- **WHAT IS BEING ASKED**:
Can you format the lines below as a numbered list, skipping any blank lines and leaving out the pictures?

-- START OF THE DATA --

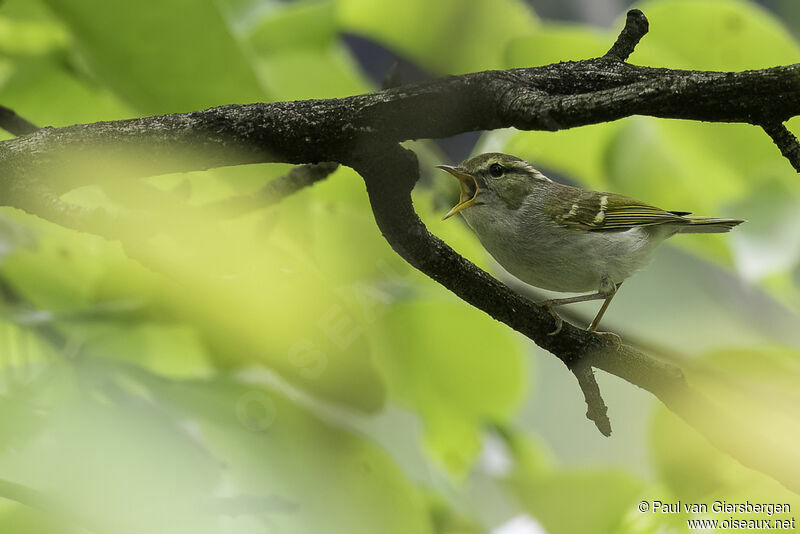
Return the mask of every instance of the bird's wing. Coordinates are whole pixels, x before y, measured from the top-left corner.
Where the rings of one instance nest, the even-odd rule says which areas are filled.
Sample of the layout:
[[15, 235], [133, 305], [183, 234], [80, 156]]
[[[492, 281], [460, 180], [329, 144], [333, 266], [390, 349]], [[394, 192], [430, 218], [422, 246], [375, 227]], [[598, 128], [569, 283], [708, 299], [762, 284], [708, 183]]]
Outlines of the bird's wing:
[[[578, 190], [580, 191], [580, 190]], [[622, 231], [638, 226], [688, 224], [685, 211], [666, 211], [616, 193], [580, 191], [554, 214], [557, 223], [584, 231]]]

-- END OF THE DATA --

- **REPLY TO THE EXERCISE**:
1. Return the mask of every instance of the bird's wing. Coordinates are whole pixels, x before y, measured from the top-left corner.
2. Where the rings of one instance nest, the even-odd rule says which areas are filled.
3. Sample of the layout:
4. [[15, 235], [133, 305], [183, 234], [80, 156]]
5. [[[492, 281], [460, 180], [329, 144], [333, 266], [390, 349]], [[394, 192], [430, 218], [422, 246], [375, 227]], [[598, 128], [569, 283], [708, 299], [762, 284], [708, 183]]]
6. Outlines of the bird's wing:
7. [[[578, 190], [580, 191], [580, 190]], [[622, 231], [638, 226], [688, 224], [685, 211], [666, 211], [616, 193], [580, 191], [554, 214], [557, 223], [584, 231]]]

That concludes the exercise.